• _Lista de actividades_
1 - Copia el fragmento sobre «Queer» entre «No es casual, entonces, que» y «Alcohólico. Y ridículo.», ambos incluidos, y reemplaza «puerta» por «ventana».
2 - Prosigue el fragmento sobre «Queer» a partir de su última oración.

Al final de «Call Me By Your Name», el padre de Elio advierte a su hijo del peligro de quemarse sentimental para evitar el dolor emocional: cuando pasas de los 30 años, dice, queda tan poco en ti para compartir con los demás que acabas siendo invisible, que nadie se fija en ti como pareja potencial. Como todo maricón con más de 40 años, Lee es invisible. Sobre todo para alguien como el efebo Allerton. Y esta desesperación por conectar hasta el nivel de caer en el ridículo tiene mucho que ver con «Queer» como retrato de la realidad de la homosexualidad adulta (una cara más de la homosexualidad que Luca Guadagnino suma a todas las que ya ha retratado).

No es casual, entonces, que el final de «Queer» sea inverso pero paralelo al de «Call Me By Your Name». Allá, el adulto Oliver huía del amor del adolescente Elio en una traición dolorosamente cobarde. Aquí, es Allerton el que, impelido probablemente por su juventud e inexperiencia, huye de Lee incluso después de que la Dra. Cotter le advierta que los dos amantes han abierto una puerta hacia lo trascendental, hacia la conexión última, y que de él depende cruzar la puerta o apartar la mirada y caminar hacia otra parte. Allerton camina hacia otra parte. Y, al hacerlo, condena a Lee a la soledad del maricón adulto. Drogadicto. Alcohólico. Y ridículo.

Datos de señalamiento basados en imágenes
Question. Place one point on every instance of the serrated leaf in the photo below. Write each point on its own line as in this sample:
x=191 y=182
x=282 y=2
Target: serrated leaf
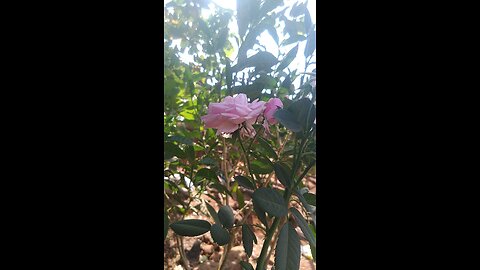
x=219 y=234
x=260 y=214
x=304 y=111
x=225 y=214
x=297 y=10
x=268 y=148
x=283 y=174
x=207 y=174
x=253 y=91
x=250 y=40
x=221 y=39
x=270 y=201
x=190 y=227
x=212 y=212
x=180 y=139
x=287 y=251
x=240 y=199
x=293 y=39
x=311 y=44
x=260 y=167
x=261 y=61
x=222 y=189
x=288 y=58
x=288 y=120
x=308 y=21
x=302 y=223
x=247 y=238
x=173 y=149
x=244 y=182
x=190 y=152
x=246 y=265
x=165 y=225
x=310 y=198
x=273 y=33
x=208 y=161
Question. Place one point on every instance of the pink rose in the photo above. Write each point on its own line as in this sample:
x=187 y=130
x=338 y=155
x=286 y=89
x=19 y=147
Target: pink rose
x=228 y=115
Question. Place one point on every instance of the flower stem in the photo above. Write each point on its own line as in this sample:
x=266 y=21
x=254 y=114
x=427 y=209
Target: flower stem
x=266 y=243
x=246 y=157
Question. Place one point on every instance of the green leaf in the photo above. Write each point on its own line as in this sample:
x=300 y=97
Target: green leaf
x=268 y=148
x=190 y=153
x=165 y=225
x=253 y=91
x=208 y=161
x=288 y=120
x=270 y=201
x=212 y=212
x=246 y=265
x=304 y=111
x=222 y=189
x=297 y=10
x=245 y=182
x=190 y=227
x=207 y=174
x=225 y=214
x=221 y=39
x=282 y=172
x=180 y=139
x=288 y=58
x=293 y=39
x=247 y=238
x=240 y=199
x=308 y=21
x=260 y=214
x=287 y=251
x=251 y=39
x=243 y=16
x=311 y=44
x=266 y=81
x=260 y=167
x=215 y=199
x=219 y=234
x=261 y=61
x=173 y=150
x=273 y=32
x=302 y=223
x=188 y=114
x=310 y=198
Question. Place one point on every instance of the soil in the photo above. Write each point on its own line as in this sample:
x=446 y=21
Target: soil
x=211 y=253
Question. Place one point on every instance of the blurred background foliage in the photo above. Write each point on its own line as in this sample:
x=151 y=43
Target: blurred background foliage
x=226 y=62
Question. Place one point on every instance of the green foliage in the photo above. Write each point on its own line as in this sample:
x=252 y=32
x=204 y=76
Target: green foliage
x=190 y=227
x=225 y=215
x=197 y=161
x=287 y=251
x=270 y=201
x=248 y=237
x=219 y=234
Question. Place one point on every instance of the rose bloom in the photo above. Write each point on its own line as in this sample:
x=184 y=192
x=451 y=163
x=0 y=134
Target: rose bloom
x=228 y=115
x=270 y=108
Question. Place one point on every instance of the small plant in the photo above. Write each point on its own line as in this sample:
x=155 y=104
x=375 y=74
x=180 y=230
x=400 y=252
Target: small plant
x=239 y=132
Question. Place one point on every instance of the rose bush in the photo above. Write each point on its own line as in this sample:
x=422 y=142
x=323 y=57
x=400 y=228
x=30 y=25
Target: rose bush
x=267 y=108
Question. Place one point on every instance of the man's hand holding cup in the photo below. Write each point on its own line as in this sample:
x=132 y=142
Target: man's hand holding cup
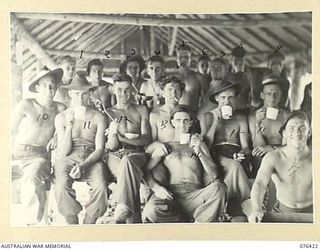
x=195 y=142
x=69 y=118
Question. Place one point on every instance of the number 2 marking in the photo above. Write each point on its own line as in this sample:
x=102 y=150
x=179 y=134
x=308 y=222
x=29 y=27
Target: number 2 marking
x=86 y=125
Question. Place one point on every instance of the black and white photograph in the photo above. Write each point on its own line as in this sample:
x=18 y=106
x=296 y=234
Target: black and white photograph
x=161 y=118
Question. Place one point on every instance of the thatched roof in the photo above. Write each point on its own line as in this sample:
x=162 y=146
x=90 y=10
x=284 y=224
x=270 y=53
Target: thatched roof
x=54 y=34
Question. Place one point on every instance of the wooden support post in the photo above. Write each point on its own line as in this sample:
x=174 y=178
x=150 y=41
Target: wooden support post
x=16 y=72
x=173 y=22
x=152 y=40
x=31 y=43
x=173 y=40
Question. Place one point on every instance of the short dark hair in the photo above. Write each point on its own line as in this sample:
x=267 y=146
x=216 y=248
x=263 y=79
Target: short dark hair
x=94 y=62
x=67 y=58
x=204 y=58
x=221 y=60
x=183 y=46
x=195 y=127
x=167 y=79
x=121 y=77
x=182 y=108
x=295 y=114
x=156 y=59
x=276 y=54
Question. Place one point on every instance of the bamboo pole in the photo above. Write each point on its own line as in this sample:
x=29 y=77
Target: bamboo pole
x=173 y=22
x=173 y=40
x=31 y=43
x=152 y=40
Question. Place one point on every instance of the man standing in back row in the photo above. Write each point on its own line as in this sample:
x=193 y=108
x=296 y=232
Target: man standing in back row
x=290 y=168
x=33 y=129
x=81 y=143
x=128 y=134
x=195 y=83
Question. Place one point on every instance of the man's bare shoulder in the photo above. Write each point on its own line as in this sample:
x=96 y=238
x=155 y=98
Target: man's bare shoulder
x=274 y=156
x=104 y=84
x=241 y=117
x=142 y=109
x=60 y=106
x=27 y=103
x=157 y=111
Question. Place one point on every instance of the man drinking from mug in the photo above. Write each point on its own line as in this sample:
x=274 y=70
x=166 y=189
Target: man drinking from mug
x=128 y=134
x=265 y=122
x=33 y=131
x=290 y=168
x=226 y=134
x=81 y=143
x=185 y=194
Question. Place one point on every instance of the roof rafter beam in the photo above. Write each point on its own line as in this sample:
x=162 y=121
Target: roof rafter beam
x=31 y=43
x=153 y=21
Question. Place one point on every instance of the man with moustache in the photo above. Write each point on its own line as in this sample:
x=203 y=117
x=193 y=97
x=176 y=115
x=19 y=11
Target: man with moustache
x=195 y=83
x=204 y=65
x=33 y=129
x=133 y=66
x=219 y=70
x=264 y=123
x=104 y=91
x=226 y=134
x=68 y=64
x=81 y=144
x=185 y=195
x=151 y=88
x=290 y=168
x=127 y=136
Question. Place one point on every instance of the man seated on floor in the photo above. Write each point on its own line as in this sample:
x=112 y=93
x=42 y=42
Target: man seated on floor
x=219 y=70
x=33 y=129
x=128 y=134
x=150 y=89
x=68 y=65
x=264 y=123
x=104 y=91
x=228 y=141
x=191 y=190
x=290 y=168
x=161 y=128
x=81 y=143
x=204 y=62
x=195 y=83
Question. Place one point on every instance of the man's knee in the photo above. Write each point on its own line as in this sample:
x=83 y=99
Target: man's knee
x=61 y=167
x=149 y=213
x=37 y=172
x=218 y=188
x=233 y=167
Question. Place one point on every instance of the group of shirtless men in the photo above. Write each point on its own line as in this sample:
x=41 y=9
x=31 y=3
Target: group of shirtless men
x=194 y=138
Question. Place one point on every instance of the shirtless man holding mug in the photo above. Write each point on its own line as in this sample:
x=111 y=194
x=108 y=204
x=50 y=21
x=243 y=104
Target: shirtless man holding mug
x=290 y=168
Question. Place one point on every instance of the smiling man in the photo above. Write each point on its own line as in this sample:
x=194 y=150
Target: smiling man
x=151 y=88
x=128 y=134
x=81 y=143
x=195 y=83
x=68 y=65
x=186 y=194
x=226 y=133
x=290 y=168
x=264 y=123
x=33 y=128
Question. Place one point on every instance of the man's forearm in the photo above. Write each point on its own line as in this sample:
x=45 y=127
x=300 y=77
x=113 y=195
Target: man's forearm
x=143 y=140
x=208 y=165
x=257 y=194
x=257 y=138
x=93 y=158
x=113 y=142
x=209 y=137
x=66 y=142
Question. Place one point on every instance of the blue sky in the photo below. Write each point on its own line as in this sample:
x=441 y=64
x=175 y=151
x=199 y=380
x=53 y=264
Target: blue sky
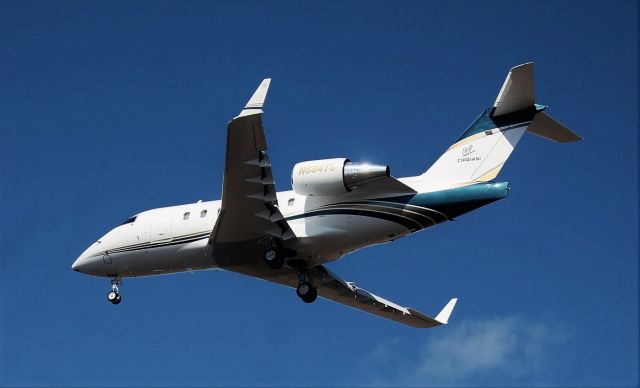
x=108 y=109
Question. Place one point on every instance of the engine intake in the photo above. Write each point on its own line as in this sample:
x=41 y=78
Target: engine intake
x=334 y=176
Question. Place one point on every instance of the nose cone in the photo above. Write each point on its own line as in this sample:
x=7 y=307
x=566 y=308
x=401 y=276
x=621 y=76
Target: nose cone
x=77 y=264
x=87 y=260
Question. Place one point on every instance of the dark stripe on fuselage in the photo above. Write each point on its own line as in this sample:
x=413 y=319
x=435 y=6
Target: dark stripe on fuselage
x=408 y=223
x=150 y=245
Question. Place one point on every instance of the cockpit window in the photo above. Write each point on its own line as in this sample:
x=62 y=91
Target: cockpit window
x=129 y=220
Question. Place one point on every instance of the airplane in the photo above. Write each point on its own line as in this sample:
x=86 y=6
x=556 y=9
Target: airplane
x=336 y=207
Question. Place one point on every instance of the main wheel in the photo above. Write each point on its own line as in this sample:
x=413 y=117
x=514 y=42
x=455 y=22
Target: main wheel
x=113 y=297
x=307 y=292
x=273 y=257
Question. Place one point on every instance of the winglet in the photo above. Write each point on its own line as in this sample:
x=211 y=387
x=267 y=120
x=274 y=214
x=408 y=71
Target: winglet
x=443 y=316
x=256 y=101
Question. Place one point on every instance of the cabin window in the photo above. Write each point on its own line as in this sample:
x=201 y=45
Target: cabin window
x=129 y=220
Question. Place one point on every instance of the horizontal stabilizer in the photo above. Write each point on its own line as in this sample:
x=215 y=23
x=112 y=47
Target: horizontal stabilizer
x=546 y=126
x=517 y=92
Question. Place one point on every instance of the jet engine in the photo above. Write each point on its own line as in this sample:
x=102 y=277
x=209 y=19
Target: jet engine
x=334 y=176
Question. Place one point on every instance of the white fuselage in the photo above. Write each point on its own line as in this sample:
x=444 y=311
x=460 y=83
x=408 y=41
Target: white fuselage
x=175 y=239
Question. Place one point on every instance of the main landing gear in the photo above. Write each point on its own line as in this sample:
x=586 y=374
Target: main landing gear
x=274 y=255
x=114 y=296
x=305 y=290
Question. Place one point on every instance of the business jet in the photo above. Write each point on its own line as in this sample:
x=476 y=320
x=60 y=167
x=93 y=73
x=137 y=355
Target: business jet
x=336 y=206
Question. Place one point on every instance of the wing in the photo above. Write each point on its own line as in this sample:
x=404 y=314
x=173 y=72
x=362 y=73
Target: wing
x=249 y=211
x=332 y=287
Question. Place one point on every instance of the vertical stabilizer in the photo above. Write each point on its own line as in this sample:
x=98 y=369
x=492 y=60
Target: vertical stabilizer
x=481 y=151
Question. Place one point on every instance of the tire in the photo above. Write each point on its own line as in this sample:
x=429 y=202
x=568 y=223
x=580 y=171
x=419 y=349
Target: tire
x=273 y=257
x=113 y=297
x=307 y=292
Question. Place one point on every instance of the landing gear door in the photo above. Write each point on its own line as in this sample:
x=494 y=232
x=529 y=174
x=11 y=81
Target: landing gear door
x=161 y=225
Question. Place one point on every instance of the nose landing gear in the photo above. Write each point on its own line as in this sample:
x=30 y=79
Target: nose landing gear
x=114 y=296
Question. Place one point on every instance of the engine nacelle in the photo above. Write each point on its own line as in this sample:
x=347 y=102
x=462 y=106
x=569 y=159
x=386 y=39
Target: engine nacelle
x=334 y=176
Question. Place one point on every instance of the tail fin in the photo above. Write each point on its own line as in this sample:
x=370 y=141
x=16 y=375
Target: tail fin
x=480 y=152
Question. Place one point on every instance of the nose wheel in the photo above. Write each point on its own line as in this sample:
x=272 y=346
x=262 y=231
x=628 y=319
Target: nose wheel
x=307 y=292
x=114 y=295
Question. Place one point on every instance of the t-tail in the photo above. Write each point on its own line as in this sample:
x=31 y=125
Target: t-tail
x=481 y=151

• _Soluciones del ejercicio_
1 -
No es casual, entonces, que el final de «Queer» sea inverso pero paralelo al de «Call Me By Your Name». Allá, el adulto Oliver huía del amor del adolescente Elio en una traición dolorosamente cobarde. Aquí, es Allerton el que, impelido probablemente por su juventud e inexperiencia, huye de Lee incluso después de que la Dra. Cotter le advierta que los dos amantes han abierto una ventana hacia lo trascendental, hacia la conexión última, y que de él depende cruzar la ventana o apartar la mirada y caminar hacia otra parte. Allerton camina hacia otra parte. Y, al hacerlo, condena a Lee a la soledad del maricón adulto. Drogadicto. Alcohólico. Y ridículo.

2 -
Para reforzar lo dicho, Luca Guadagnino añade otra nueva licencia hacia el texto original en una escena onírica final que es pura simbología onírica: el hotel en el que Lee duerme aparece de pronto dentro de la habitiación del protagonista, y este no puede evitar la curiosidad de mirar dentro. La cámara pasa entonces al interior del edificio, donde vemos a Lee observado por el ojo gigante de Lee en la ventana mientras abre la puerta de su propia habitación y se encuentra con una serpiente de coral, símbolo tradicional de transformación, enroscada sobre sí misma en forma de lemniscata (es decir: el signo del infinito) deborando trágicamente su propia cola con un ojo inexpresivo del que cae una lágrima.
Como si la serpiente estuviera llorando porque es incapaz de dejar de hacerse daño a sí misma… Es entonces, sin embargo, cuando Lee dispara al vaso sobre la cabeza de Allerton pero falla el tiro. Y es entonces también cuando el tiempo (que nunca ha existido en esta escena onírica) da un salto mortal hacia adelante hasta el momento de la muerte de Lee, cuando recuerda y revive el momento en el que, para calmar el mono durante su viaje conjunto, compartiendo cama, Allerton pasó su pierna desnuda sobre las piernas de su tembloroso amante. Un gesto minúsculo en intención… pero tan gigantesco en emoción que le acompaña hasta su tumba.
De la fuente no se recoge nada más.